## ACTIVITY
Repeat the listing below in full and exactly, but without its pictures.

········

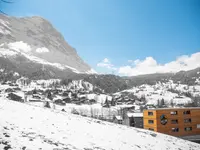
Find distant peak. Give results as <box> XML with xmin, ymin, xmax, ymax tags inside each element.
<box><xmin>29</xmin><ymin>16</ymin><xmax>45</xmax><ymax>20</ymax></box>
<box><xmin>21</xmin><ymin>16</ymin><xmax>49</xmax><ymax>23</ymax></box>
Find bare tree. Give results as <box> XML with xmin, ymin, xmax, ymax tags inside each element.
<box><xmin>0</xmin><ymin>0</ymin><xmax>14</xmax><ymax>15</ymax></box>
<box><xmin>1</xmin><ymin>0</ymin><xmax>14</xmax><ymax>3</ymax></box>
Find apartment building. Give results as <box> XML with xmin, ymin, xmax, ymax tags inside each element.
<box><xmin>143</xmin><ymin>108</ymin><xmax>200</xmax><ymax>136</ymax></box>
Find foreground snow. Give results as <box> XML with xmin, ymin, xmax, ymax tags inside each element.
<box><xmin>0</xmin><ymin>99</ymin><xmax>200</xmax><ymax>150</ymax></box>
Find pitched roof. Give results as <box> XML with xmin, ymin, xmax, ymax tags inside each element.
<box><xmin>127</xmin><ymin>113</ymin><xmax>143</xmax><ymax>118</ymax></box>
<box><xmin>115</xmin><ymin>115</ymin><xmax>123</xmax><ymax>120</ymax></box>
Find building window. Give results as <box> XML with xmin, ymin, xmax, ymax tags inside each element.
<box><xmin>183</xmin><ymin>110</ymin><xmax>190</xmax><ymax>115</ymax></box>
<box><xmin>171</xmin><ymin>119</ymin><xmax>178</xmax><ymax>124</ymax></box>
<box><xmin>172</xmin><ymin>128</ymin><xmax>179</xmax><ymax>132</ymax></box>
<box><xmin>118</xmin><ymin>120</ymin><xmax>123</xmax><ymax>124</ymax></box>
<box><xmin>197</xmin><ymin>124</ymin><xmax>200</xmax><ymax>129</ymax></box>
<box><xmin>184</xmin><ymin>118</ymin><xmax>192</xmax><ymax>123</ymax></box>
<box><xmin>185</xmin><ymin>127</ymin><xmax>192</xmax><ymax>131</ymax></box>
<box><xmin>148</xmin><ymin>120</ymin><xmax>154</xmax><ymax>124</ymax></box>
<box><xmin>149</xmin><ymin>128</ymin><xmax>154</xmax><ymax>131</ymax></box>
<box><xmin>148</xmin><ymin>112</ymin><xmax>153</xmax><ymax>116</ymax></box>
<box><xmin>171</xmin><ymin>111</ymin><xmax>178</xmax><ymax>115</ymax></box>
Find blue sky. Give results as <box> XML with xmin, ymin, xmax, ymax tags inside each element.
<box><xmin>1</xmin><ymin>0</ymin><xmax>200</xmax><ymax>75</ymax></box>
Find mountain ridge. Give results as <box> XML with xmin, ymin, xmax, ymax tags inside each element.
<box><xmin>0</xmin><ymin>14</ymin><xmax>95</xmax><ymax>75</ymax></box>
<box><xmin>1</xmin><ymin>14</ymin><xmax>200</xmax><ymax>94</ymax></box>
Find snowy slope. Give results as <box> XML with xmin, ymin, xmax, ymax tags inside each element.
<box><xmin>0</xmin><ymin>42</ymin><xmax>96</xmax><ymax>74</ymax></box>
<box><xmin>0</xmin><ymin>99</ymin><xmax>200</xmax><ymax>150</ymax></box>
<box><xmin>114</xmin><ymin>80</ymin><xmax>200</xmax><ymax>105</ymax></box>
<box><xmin>66</xmin><ymin>80</ymin><xmax>94</xmax><ymax>91</ymax></box>
<box><xmin>0</xmin><ymin>19</ymin><xmax>11</xmax><ymax>35</ymax></box>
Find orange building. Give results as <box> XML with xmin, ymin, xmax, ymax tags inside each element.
<box><xmin>143</xmin><ymin>108</ymin><xmax>200</xmax><ymax>136</ymax></box>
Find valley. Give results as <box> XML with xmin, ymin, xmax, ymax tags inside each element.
<box><xmin>0</xmin><ymin>12</ymin><xmax>200</xmax><ymax>150</ymax></box>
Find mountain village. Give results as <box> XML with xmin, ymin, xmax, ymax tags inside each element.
<box><xmin>1</xmin><ymin>74</ymin><xmax>200</xmax><ymax>149</ymax></box>
<box><xmin>1</xmin><ymin>70</ymin><xmax>200</xmax><ymax>129</ymax></box>
<box><xmin>0</xmin><ymin>8</ymin><xmax>200</xmax><ymax>149</ymax></box>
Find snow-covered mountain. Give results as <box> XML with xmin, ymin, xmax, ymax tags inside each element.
<box><xmin>0</xmin><ymin>14</ymin><xmax>96</xmax><ymax>78</ymax></box>
<box><xmin>1</xmin><ymin>14</ymin><xmax>200</xmax><ymax>96</ymax></box>
<box><xmin>1</xmin><ymin>99</ymin><xmax>200</xmax><ymax>150</ymax></box>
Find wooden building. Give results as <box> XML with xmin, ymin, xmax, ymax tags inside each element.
<box><xmin>126</xmin><ymin>113</ymin><xmax>143</xmax><ymax>128</ymax></box>
<box><xmin>113</xmin><ymin>115</ymin><xmax>123</xmax><ymax>124</ymax></box>
<box><xmin>143</xmin><ymin>108</ymin><xmax>200</xmax><ymax>136</ymax></box>
<box><xmin>113</xmin><ymin>112</ymin><xmax>143</xmax><ymax>128</ymax></box>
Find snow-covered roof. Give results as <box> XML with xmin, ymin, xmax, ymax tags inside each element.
<box><xmin>127</xmin><ymin>113</ymin><xmax>143</xmax><ymax>118</ymax></box>
<box><xmin>115</xmin><ymin>115</ymin><xmax>123</xmax><ymax>120</ymax></box>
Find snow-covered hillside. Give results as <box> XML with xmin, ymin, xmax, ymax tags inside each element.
<box><xmin>0</xmin><ymin>42</ymin><xmax>96</xmax><ymax>74</ymax></box>
<box><xmin>0</xmin><ymin>99</ymin><xmax>200</xmax><ymax>150</ymax></box>
<box><xmin>115</xmin><ymin>81</ymin><xmax>200</xmax><ymax>106</ymax></box>
<box><xmin>0</xmin><ymin>19</ymin><xmax>11</xmax><ymax>35</ymax></box>
<box><xmin>66</xmin><ymin>80</ymin><xmax>94</xmax><ymax>91</ymax></box>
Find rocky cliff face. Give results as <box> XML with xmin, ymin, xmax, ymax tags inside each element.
<box><xmin>0</xmin><ymin>14</ymin><xmax>96</xmax><ymax>77</ymax></box>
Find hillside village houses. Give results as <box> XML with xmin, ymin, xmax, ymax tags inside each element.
<box><xmin>0</xmin><ymin>77</ymin><xmax>148</xmax><ymax>128</ymax></box>
<box><xmin>3</xmin><ymin>76</ymin><xmax>200</xmax><ymax>136</ymax></box>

········

## TASK ANSWER
Find distant peak. Give results as <box> XML with xmin, ymin, xmax, ymax tags inside each element.
<box><xmin>29</xmin><ymin>16</ymin><xmax>45</xmax><ymax>20</ymax></box>
<box><xmin>21</xmin><ymin>16</ymin><xmax>49</xmax><ymax>23</ymax></box>
Find bare tree. Give results as <box> XML with xmin, ymin, xmax, ymax tags inside each element.
<box><xmin>0</xmin><ymin>0</ymin><xmax>14</xmax><ymax>15</ymax></box>
<box><xmin>1</xmin><ymin>0</ymin><xmax>14</xmax><ymax>3</ymax></box>
Find apartment building. Give results as <box> XML with xmin, ymin, xmax, ymax tags inside each element.
<box><xmin>143</xmin><ymin>108</ymin><xmax>200</xmax><ymax>136</ymax></box>
Find foreground snow. Give results as <box> XML with xmin, ymin, xmax, ymax tags inside each element.
<box><xmin>0</xmin><ymin>99</ymin><xmax>200</xmax><ymax>150</ymax></box>
Find pitched roof. Give results as <box> XML with xmin, ymin, xmax, ymax tags inside each element.
<box><xmin>127</xmin><ymin>113</ymin><xmax>143</xmax><ymax>118</ymax></box>
<box><xmin>115</xmin><ymin>115</ymin><xmax>123</xmax><ymax>120</ymax></box>
Find building window. Give results as <box> XML with xmin, ymin, xmax, ymax tags inside each element.
<box><xmin>183</xmin><ymin>110</ymin><xmax>190</xmax><ymax>115</ymax></box>
<box><xmin>171</xmin><ymin>119</ymin><xmax>178</xmax><ymax>124</ymax></box>
<box><xmin>172</xmin><ymin>128</ymin><xmax>179</xmax><ymax>132</ymax></box>
<box><xmin>118</xmin><ymin>120</ymin><xmax>123</xmax><ymax>124</ymax></box>
<box><xmin>197</xmin><ymin>124</ymin><xmax>200</xmax><ymax>129</ymax></box>
<box><xmin>184</xmin><ymin>118</ymin><xmax>192</xmax><ymax>123</ymax></box>
<box><xmin>185</xmin><ymin>127</ymin><xmax>192</xmax><ymax>131</ymax></box>
<box><xmin>148</xmin><ymin>120</ymin><xmax>154</xmax><ymax>124</ymax></box>
<box><xmin>149</xmin><ymin>128</ymin><xmax>154</xmax><ymax>131</ymax></box>
<box><xmin>148</xmin><ymin>112</ymin><xmax>153</xmax><ymax>116</ymax></box>
<box><xmin>171</xmin><ymin>111</ymin><xmax>178</xmax><ymax>115</ymax></box>
Find blue sky. Give results as <box> XML with xmin, ymin, xmax, ymax tags inside each element.
<box><xmin>1</xmin><ymin>0</ymin><xmax>200</xmax><ymax>75</ymax></box>
Find mountain ridge. Give results as <box> XML with xmin, ymin, xmax, ymax tags inside each element.
<box><xmin>0</xmin><ymin>14</ymin><xmax>95</xmax><ymax>75</ymax></box>
<box><xmin>1</xmin><ymin>14</ymin><xmax>200</xmax><ymax>94</ymax></box>
Find snowy slope. Give results as <box> XML with xmin, ymin, xmax, ymax tags inside each element.
<box><xmin>0</xmin><ymin>42</ymin><xmax>96</xmax><ymax>74</ymax></box>
<box><xmin>0</xmin><ymin>99</ymin><xmax>200</xmax><ymax>150</ymax></box>
<box><xmin>114</xmin><ymin>80</ymin><xmax>200</xmax><ymax>105</ymax></box>
<box><xmin>66</xmin><ymin>80</ymin><xmax>94</xmax><ymax>91</ymax></box>
<box><xmin>0</xmin><ymin>19</ymin><xmax>11</xmax><ymax>35</ymax></box>
Find orange building. Give results as <box> XML with xmin, ymin, xmax, ymax tags inside each element.
<box><xmin>143</xmin><ymin>108</ymin><xmax>200</xmax><ymax>136</ymax></box>
Find valley. Give results as <box> XML with xmin, ymin, xmax, ymax tags inside each element.
<box><xmin>0</xmin><ymin>12</ymin><xmax>200</xmax><ymax>150</ymax></box>
Find mountain village. Give results as <box> XML with xmin, ymin, xmax, ymax tags inside each element.
<box><xmin>1</xmin><ymin>74</ymin><xmax>200</xmax><ymax>149</ymax></box>
<box><xmin>1</xmin><ymin>70</ymin><xmax>200</xmax><ymax>129</ymax></box>
<box><xmin>0</xmin><ymin>8</ymin><xmax>200</xmax><ymax>149</ymax></box>
Find snow-covered mountain. Give results as <box> XML with xmin, ymin, xmax, ymax tags inside each element.
<box><xmin>0</xmin><ymin>14</ymin><xmax>96</xmax><ymax>78</ymax></box>
<box><xmin>1</xmin><ymin>14</ymin><xmax>200</xmax><ymax>96</ymax></box>
<box><xmin>1</xmin><ymin>99</ymin><xmax>200</xmax><ymax>150</ymax></box>
Find wooden building. Give results as <box> XML with xmin, ymin, xmax, ymax tags inside each element.
<box><xmin>126</xmin><ymin>113</ymin><xmax>143</xmax><ymax>128</ymax></box>
<box><xmin>113</xmin><ymin>115</ymin><xmax>123</xmax><ymax>124</ymax></box>
<box><xmin>143</xmin><ymin>108</ymin><xmax>200</xmax><ymax>136</ymax></box>
<box><xmin>113</xmin><ymin>112</ymin><xmax>143</xmax><ymax>128</ymax></box>
Find snow-covered roof. Give results as <box> XML with xmin, ymin, xmax, ymax tags inside each element.
<box><xmin>127</xmin><ymin>113</ymin><xmax>143</xmax><ymax>118</ymax></box>
<box><xmin>115</xmin><ymin>115</ymin><xmax>123</xmax><ymax>120</ymax></box>
Find snow-covered hillside. Give results as <box> XML with xmin, ymin, xmax, ymax tags inside each element.
<box><xmin>0</xmin><ymin>42</ymin><xmax>96</xmax><ymax>74</ymax></box>
<box><xmin>0</xmin><ymin>99</ymin><xmax>200</xmax><ymax>150</ymax></box>
<box><xmin>115</xmin><ymin>81</ymin><xmax>200</xmax><ymax>106</ymax></box>
<box><xmin>0</xmin><ymin>19</ymin><xmax>11</xmax><ymax>35</ymax></box>
<box><xmin>66</xmin><ymin>80</ymin><xmax>94</xmax><ymax>91</ymax></box>
Find rocky cliff face. Give results as <box> XML with xmin, ymin, xmax, ymax tags inside each element.
<box><xmin>0</xmin><ymin>14</ymin><xmax>96</xmax><ymax>77</ymax></box>
Find hillside village houses. Give results as <box> XML with xmin, ymin, xmax, ymax tags inside each element.
<box><xmin>0</xmin><ymin>77</ymin><xmax>148</xmax><ymax>128</ymax></box>
<box><xmin>3</xmin><ymin>76</ymin><xmax>200</xmax><ymax>136</ymax></box>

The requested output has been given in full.